What you are asked to do
Convert everything from the line containing "Task: where can the pectoral" down through the last line into a JSON list of strings, with one string per line and blank lines omitted.

--- BEGIN Entries provided ---

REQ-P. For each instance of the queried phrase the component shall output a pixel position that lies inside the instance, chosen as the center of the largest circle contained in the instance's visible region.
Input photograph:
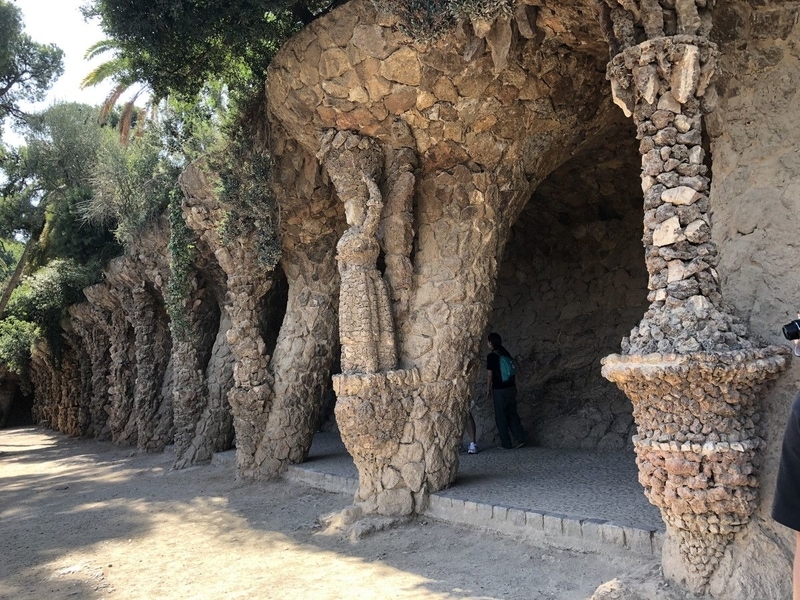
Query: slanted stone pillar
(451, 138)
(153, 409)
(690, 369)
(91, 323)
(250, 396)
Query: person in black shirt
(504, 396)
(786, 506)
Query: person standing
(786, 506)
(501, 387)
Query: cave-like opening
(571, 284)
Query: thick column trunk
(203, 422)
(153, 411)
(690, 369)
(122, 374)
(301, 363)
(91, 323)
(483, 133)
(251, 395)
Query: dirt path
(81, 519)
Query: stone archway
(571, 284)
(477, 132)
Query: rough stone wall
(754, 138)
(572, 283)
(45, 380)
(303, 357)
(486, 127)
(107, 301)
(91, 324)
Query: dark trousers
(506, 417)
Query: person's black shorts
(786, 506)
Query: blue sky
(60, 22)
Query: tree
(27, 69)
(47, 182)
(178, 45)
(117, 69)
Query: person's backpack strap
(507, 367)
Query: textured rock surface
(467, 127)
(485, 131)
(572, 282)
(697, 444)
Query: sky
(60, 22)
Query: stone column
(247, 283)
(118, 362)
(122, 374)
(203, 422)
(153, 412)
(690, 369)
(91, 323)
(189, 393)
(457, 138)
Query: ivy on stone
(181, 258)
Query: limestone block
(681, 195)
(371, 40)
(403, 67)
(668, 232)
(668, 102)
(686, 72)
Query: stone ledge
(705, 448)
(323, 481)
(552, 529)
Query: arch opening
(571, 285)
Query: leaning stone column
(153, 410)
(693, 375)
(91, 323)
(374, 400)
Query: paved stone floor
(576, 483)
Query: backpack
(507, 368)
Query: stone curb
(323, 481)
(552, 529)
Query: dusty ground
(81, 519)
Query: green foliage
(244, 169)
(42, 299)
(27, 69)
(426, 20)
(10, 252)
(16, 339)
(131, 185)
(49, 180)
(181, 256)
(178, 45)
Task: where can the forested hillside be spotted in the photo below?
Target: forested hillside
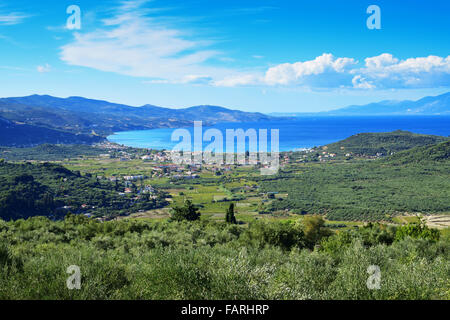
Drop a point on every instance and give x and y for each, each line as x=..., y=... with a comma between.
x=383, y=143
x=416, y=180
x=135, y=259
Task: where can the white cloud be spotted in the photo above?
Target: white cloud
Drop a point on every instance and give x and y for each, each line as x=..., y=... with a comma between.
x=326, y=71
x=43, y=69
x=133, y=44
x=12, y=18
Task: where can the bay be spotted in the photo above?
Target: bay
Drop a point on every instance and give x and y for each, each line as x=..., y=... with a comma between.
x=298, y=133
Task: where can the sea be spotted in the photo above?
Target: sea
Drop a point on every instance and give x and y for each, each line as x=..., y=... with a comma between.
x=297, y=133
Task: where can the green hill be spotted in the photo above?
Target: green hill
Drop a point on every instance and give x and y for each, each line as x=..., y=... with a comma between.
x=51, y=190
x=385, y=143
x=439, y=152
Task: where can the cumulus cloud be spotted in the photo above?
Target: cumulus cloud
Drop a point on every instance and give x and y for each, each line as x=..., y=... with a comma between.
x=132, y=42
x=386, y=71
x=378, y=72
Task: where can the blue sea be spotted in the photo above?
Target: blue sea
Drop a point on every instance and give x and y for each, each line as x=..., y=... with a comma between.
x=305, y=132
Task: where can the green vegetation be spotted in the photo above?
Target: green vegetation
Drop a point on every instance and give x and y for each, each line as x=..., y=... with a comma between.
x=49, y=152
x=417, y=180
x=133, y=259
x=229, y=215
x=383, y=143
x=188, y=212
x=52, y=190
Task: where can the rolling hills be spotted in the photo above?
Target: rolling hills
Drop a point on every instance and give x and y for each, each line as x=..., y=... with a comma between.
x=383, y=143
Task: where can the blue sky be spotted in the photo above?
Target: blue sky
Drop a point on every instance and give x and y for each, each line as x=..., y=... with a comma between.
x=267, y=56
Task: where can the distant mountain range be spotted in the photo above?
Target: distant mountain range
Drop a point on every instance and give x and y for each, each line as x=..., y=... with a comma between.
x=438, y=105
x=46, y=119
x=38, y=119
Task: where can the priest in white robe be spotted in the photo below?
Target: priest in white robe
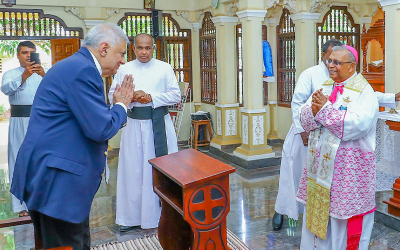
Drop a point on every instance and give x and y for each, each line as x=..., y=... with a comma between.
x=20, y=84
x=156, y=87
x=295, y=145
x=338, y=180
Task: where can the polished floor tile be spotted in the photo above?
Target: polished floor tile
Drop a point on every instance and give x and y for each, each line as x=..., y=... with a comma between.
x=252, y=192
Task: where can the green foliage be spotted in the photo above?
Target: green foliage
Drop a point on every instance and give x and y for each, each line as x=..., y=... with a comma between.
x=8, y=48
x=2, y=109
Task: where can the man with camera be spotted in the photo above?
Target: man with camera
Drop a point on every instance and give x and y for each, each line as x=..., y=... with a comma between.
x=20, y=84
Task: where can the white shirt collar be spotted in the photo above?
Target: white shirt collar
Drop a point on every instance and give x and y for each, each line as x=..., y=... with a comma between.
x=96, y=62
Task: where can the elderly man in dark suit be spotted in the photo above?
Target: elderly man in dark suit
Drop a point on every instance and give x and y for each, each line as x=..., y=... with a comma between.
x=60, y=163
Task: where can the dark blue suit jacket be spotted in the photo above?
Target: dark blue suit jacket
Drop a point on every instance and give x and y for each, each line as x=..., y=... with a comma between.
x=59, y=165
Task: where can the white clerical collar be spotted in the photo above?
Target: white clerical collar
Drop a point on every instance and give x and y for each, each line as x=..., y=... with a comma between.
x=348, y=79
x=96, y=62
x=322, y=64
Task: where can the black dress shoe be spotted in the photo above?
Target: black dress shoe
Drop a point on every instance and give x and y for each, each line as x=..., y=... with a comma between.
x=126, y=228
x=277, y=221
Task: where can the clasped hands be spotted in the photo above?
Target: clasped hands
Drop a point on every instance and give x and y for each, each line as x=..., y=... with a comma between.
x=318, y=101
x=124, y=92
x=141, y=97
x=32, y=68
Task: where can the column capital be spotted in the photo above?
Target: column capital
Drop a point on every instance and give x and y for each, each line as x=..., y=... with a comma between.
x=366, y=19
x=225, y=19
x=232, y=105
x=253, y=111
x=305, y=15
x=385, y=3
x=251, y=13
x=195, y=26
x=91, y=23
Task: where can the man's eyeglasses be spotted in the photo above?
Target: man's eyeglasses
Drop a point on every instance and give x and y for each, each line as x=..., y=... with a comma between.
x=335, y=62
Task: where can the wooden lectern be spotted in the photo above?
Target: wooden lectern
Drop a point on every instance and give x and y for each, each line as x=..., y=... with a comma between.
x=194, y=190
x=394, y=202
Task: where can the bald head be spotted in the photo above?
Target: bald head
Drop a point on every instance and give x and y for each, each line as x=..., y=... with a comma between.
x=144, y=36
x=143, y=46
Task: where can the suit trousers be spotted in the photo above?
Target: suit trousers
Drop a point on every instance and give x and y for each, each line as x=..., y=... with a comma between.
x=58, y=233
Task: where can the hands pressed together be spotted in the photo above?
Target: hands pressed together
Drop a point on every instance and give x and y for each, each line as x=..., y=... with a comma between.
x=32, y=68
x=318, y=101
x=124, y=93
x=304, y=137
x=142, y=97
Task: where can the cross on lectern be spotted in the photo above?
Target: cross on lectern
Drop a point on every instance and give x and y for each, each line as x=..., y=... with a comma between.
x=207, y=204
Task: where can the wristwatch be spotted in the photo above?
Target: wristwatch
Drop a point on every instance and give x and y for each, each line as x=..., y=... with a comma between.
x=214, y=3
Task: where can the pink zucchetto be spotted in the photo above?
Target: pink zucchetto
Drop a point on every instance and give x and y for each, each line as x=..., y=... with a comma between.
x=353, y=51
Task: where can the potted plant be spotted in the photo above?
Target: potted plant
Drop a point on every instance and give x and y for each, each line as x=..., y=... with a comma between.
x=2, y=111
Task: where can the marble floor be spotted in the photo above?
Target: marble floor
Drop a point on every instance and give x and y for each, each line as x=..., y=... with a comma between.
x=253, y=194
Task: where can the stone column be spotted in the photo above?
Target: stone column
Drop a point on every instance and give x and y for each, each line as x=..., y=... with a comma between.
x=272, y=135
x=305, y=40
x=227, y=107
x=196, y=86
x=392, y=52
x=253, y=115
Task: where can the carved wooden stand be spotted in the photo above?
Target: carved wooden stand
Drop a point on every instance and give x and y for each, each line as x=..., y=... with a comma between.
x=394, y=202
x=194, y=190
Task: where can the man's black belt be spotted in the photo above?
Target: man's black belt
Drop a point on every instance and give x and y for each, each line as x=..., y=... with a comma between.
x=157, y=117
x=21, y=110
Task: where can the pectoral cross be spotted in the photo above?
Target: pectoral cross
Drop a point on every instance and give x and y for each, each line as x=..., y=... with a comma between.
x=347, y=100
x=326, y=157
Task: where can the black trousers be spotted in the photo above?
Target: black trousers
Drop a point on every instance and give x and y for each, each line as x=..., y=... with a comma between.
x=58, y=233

--- END Entries provided ---

Task answer
[
  "Task: where can the pectoral cross be spotted in the photo above?",
  "Target: pectoral cross",
  "Drop a point on every instance and give x and y for each, each line as x=..., y=... with a comma between.",
  "x=347, y=100",
  "x=326, y=157",
  "Task: where can the black trousers be spotted in the photo above?",
  "Target: black trousers",
  "Drop a point on every instance and give x and y for each, each line as x=..., y=... with a comma between.",
  "x=58, y=233"
]